** Activity **
Answer these questions from the FAQ about kids and money:
(a) How young can children be when parents start giving them pocket money?
(b) By what age should kids control most of their discretionary spending?
(c) What does the FAQ compare a budget to?

Start of Page extract

FAQ about kids and money
Answers to frequently asked questions from parents
1. "Top money lesson to teach kids?"
Don't spend all your money
The top lesson to teach kids is to not spend all their money. Kids will quickly learn that money is for spending but we need to proactively teach them about saving money.
If we don’t teach kids to save then they will develop a strong spending habit which will be hard to break as they grow up and can lead to them overspending and going into debt (like so many adults today).
Saving a small amount each time they receive money will allow them to build their wealth. Those that save as kids are a lot more likely to save as adults and avoid many of the money mistakes that adults make.
If money is like a 'seed', investing is the act of planting the seed so it grows. Most people just store their seeds and never see them grow.
2. "How to teach kids to save?"
If money is like a 'seed', saving is the act of planting the seed so it grows.
Think of money like seeds
The easiest way is to get your kids to think of money like seeds. Their job is to plant (save) as many seeds as possible so they grow into a forest over time.
Also, get your kids to set mini-goals with their money. This could be saving up 4 weeks' worth of pocket money to buy something they really want. The key message is that they have to wait rather than being about to buy what they want straight away.
Teaching your kids to be patient with money is a superpower which will lead them to become financially healthy as they grow up.
3. "What age should I start giving pocket money?"
As young as 4 years old!
ids will form many of their money habits by the age of 7, so starting young makes sure you help them form good money habits.
It’s the money habits that they form that will determine their future financial wellbeing.
To see which money habits they should be forming, please see here
4. "How much pocket money should I give my kids?"
If you want a forest, you need to make sure you don't have just one tree, as a tree can die.
Increase by age and responsibility
Pocket money is a way to transfer spending and saving responsibilities to your kids.
Start small and say they will have to buy their own toys between their birthday and Christmas. They can then learn to save their pocket for extra toys. So decide what toys you feel they should be buying for their age and give them enough so they can afford it after, say, 6 weeks if they save.
As they get older, give them more pocket money but make it clear you won't be paying for certain things anymore (they have to use their pocket money). This could be trips to the cinema with their friends. Or new clothes if they are teenagers.
By the time they are 16, they should be in control of most of their discretionary spending.
5. "How to I teach my kids to budget?"
A budget is a like a moat around your savings!
Budgeting is so important as it helps kids learn to delay their gratification. Start by getting them to budget their time. For example, you can limit them to a certain amount of screen time per day or week. They can decide when to use that but once it’s been used it’s gone. Whilst it can be hard for you when they reach their limit, it’s super important that you stick to it otherwise they learn that there is no downside to not budgeting.
Next is to get them to save up for something they want. If you give them pocket money (allowance), then they should set a goal and this will help them budget how much they can spend now versus save towards this goal.
To help visualise budgeting, I tell my daughters that a budget is like putting a moat around your savings. If you don’t have a budget then your savings are likely to be attacked by companies trying to get your money.
6. "Should I open a savings account for my kids?"
For a tree to grow, just leave it alone!
Yes! But an investment account is better.
Yes. This will allow them to see their money grow as they save.
If your kids are young (under 12 years old), then you should consider setting up an investment account for them. As they have many years before they become adults, this money has plenty of time to grow, even if the stock market falls in the short term.

End of Page extract
Start of Data section

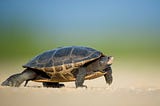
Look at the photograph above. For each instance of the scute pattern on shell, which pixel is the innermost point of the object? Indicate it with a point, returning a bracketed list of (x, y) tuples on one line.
[(63, 57)]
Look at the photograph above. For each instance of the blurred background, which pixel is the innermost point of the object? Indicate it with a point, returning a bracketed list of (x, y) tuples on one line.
[(129, 30)]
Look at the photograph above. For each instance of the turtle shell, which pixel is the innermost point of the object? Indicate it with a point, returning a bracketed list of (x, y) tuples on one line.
[(59, 63)]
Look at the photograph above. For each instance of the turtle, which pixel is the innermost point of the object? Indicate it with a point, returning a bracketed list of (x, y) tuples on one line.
[(64, 64)]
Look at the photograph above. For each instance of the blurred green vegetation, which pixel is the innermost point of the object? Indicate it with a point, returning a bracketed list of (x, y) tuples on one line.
[(18, 41)]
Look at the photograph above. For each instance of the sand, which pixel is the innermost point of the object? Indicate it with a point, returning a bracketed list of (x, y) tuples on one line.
[(127, 90)]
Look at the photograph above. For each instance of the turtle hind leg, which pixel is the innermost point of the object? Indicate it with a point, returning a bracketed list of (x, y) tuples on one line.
[(80, 77), (53, 85), (17, 79)]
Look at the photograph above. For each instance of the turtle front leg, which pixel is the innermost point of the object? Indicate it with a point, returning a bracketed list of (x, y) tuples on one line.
[(17, 79), (80, 77)]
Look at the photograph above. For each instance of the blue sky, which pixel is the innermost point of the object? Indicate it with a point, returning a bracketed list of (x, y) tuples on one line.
[(91, 16)]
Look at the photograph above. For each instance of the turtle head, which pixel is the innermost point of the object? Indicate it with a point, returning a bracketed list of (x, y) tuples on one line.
[(106, 61)]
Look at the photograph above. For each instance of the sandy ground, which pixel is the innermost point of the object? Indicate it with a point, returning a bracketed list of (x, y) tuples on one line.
[(128, 89)]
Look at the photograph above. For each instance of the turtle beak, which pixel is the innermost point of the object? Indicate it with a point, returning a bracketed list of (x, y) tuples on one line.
[(110, 60)]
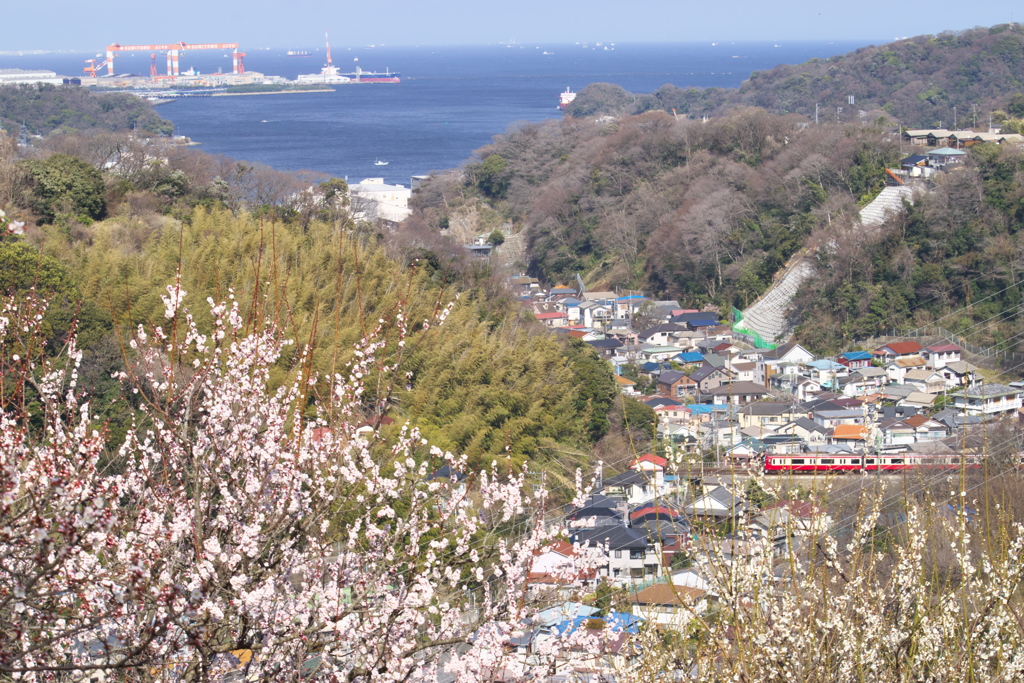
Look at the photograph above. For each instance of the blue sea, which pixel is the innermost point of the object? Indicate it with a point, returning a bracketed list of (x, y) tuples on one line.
[(451, 101)]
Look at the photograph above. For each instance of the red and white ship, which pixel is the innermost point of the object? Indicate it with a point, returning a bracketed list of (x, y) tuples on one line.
[(360, 76), (565, 97)]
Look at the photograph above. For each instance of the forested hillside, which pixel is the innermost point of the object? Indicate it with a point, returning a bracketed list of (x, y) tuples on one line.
[(960, 244), (710, 212), (45, 109), (918, 81), (704, 212), (102, 248)]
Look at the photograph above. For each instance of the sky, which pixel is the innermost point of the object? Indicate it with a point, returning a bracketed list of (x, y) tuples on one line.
[(296, 24)]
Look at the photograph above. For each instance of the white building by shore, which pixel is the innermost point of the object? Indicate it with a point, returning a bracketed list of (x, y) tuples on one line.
[(373, 199), (26, 77)]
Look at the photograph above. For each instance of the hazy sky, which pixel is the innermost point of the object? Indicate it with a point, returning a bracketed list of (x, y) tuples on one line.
[(66, 25)]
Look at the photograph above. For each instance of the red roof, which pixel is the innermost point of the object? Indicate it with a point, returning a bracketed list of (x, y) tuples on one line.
[(561, 547), (803, 509), (903, 348), (651, 458), (653, 509), (848, 401), (850, 431)]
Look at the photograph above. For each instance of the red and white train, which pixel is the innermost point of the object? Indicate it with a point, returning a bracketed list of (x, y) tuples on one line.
[(799, 463)]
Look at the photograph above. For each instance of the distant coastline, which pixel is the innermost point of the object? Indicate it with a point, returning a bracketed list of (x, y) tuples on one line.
[(270, 92)]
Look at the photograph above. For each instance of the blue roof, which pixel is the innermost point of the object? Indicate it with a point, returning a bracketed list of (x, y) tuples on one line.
[(621, 622)]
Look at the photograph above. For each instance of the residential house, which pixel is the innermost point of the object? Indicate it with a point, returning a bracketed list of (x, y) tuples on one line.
[(659, 335), (854, 359), (626, 551), (864, 381), (749, 371), (896, 350), (717, 503), (939, 355), (846, 416), (945, 157), (768, 415), (675, 383), (655, 353), (689, 358), (555, 318), (987, 399), (626, 385), (632, 486), (791, 352), (709, 377), (554, 569), (595, 313), (825, 372), (627, 306), (738, 393), (896, 369), (806, 429), (920, 399), (929, 137), (606, 347), (669, 604), (853, 436), (927, 429), (926, 380), (958, 374)]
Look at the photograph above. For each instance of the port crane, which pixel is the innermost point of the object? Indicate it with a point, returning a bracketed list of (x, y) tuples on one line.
[(173, 51), (93, 67)]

End of Data section

** Answer space **
(a) As young as 4 years old.
(b) 16.
(c) A moat around your savings.